**WHAT IS BEING ASKED**
Reproduce, word for word, the part of the stroke prediction README below that opens with the words containing "This repository contains" and closes with "and email notifications.".

This repository contains a Python script that implements a data processing and machine learning pipeline to predict which patients will have a heart stroke. The pipeline includes data loading, preprocessing, feature engineering, model training, evaluation, and email notifications.
- Data loading from a CSV file
- Data cleaning and preprocessing
- Handling of missing values and outliers
- Standardizing numerical features
- Label encoding for categorical features
- RandomForestClassifier model for classification
- Evaluation metrics including accuracy, precision, recall, F1 score, and ROC AUC
- Email notifications for pipeline execution results or errors
- Python 3.x
- Clone the repository:
git clone https://github.com/moe94z/Heart_Stroke_Prediction.git cd Heart_Stroke_Prediction
- Install necessary packages (pull requirements.txt)
pip install -r requirements.txt
(contain all the necessary libraries)
python3 Prod_Heart_Stroke_Prediction.py > errors.log &
from airflow import DAG
from airflow.operators.bash_operator import BashOperator
from datetime import datetime, timedelta
default_args = {
'owner': 'airflow',
'depends_on_past': False,
'start_date': datetime(2024, 1, 1),
'email_on_failure': False,
'email_on_retry': False,
'retries': 1,
'retry_delay': timedelta(minutes=5),
}
dag = DAG(
'stroke_pipeline',
default_args=default_args,
description='A pipeline for stroke prediction',
schedule_interval=timedelta(days=1),
)
t1 = BashOperator(
task_id='run_pipeline',
bash_command='python3 /local/environment/prod/stroke_prediction_pipeline.py > /local/environment/prod/errors.log',
dag=dag,
)
t1
Launch airflow after placing dag in the dags folder and init the db
airflow webserver -p 8080
airflow scheduler

**DATA UNDER STUDY**
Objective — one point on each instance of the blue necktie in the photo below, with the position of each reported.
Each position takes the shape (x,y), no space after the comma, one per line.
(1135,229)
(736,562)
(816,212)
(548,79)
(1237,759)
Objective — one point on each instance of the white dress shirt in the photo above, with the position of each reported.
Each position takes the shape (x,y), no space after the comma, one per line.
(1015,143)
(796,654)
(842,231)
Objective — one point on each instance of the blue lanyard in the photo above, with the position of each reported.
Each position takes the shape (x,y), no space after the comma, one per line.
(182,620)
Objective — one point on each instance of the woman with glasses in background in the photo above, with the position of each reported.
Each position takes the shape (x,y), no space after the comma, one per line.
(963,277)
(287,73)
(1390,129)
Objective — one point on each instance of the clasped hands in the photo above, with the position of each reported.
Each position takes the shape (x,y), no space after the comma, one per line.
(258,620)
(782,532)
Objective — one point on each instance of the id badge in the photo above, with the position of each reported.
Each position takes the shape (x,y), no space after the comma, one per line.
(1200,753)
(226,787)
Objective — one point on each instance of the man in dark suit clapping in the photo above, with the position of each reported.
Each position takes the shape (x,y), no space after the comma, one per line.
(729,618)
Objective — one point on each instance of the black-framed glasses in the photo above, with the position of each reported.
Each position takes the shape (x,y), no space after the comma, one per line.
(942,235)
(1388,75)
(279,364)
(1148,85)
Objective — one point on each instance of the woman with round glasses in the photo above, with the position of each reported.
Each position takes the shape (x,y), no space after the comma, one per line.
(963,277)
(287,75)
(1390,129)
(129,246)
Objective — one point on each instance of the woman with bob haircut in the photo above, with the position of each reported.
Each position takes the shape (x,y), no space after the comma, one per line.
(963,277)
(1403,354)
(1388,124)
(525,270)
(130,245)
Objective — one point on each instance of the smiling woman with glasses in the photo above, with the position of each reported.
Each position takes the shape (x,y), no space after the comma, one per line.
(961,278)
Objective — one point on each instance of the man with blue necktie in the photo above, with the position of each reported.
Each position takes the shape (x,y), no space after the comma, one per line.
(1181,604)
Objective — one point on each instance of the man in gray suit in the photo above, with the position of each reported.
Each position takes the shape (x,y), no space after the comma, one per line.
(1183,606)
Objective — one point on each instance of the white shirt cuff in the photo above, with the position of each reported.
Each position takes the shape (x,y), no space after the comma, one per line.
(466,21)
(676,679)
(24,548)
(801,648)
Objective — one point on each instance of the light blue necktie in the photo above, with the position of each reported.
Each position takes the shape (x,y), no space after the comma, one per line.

**SOLUTION FOR THIS TASK**
This repository contains a Python script that implements a data processing and machine learning pipeline to predict which patients will have a heart stroke. The pipeline includes data loading, preprocessing, feature engineering, model training, evaluation, and email notifications.